REQUIRED ACTION. Find the string "instance" in the data, then copy every line where it is found.

[Referring expression pointing data]
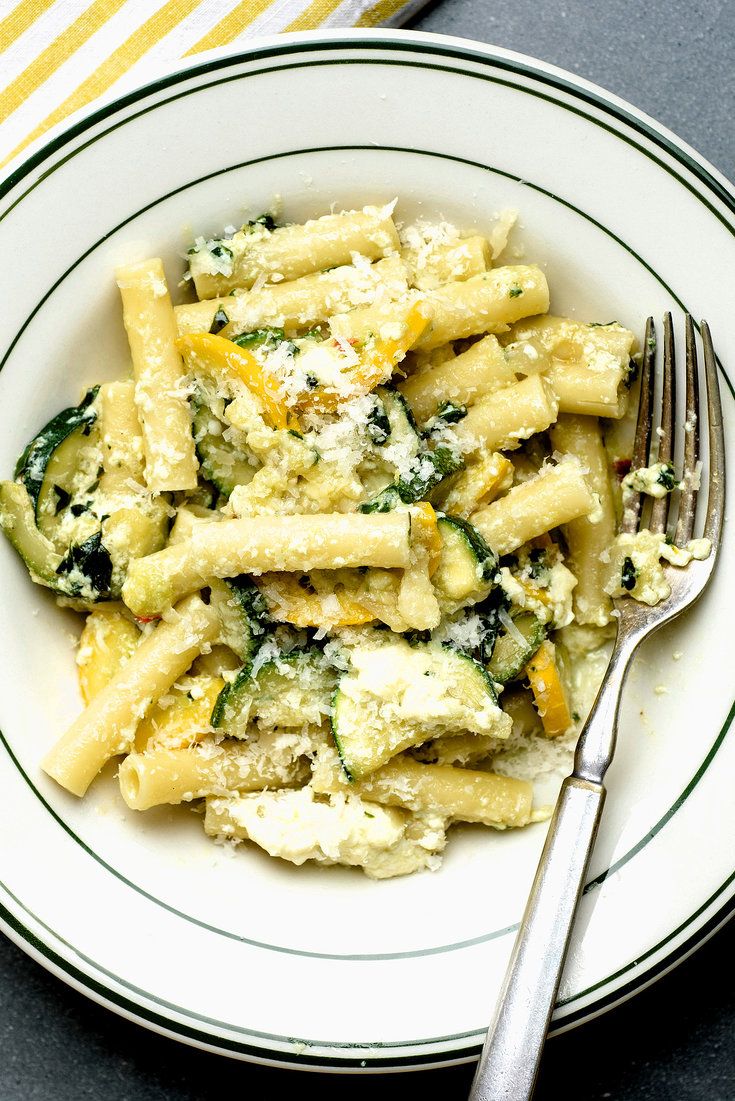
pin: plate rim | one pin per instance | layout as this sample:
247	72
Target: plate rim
457	50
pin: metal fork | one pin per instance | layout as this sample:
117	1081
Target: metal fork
511	1057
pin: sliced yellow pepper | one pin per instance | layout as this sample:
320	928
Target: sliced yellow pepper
108	640
549	694
375	367
184	722
218	355
291	602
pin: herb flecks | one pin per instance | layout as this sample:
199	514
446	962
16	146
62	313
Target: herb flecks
628	575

SOLUTION.
pin: plate rim | one pin per instance | layout as this sample:
pin: metal fork | one pin per instance | layout as this sample:
pin: sliced yellow pepper | one pin per instance | layout as this sample:
pin: herb flecks | one pin per instance | layout as this sample:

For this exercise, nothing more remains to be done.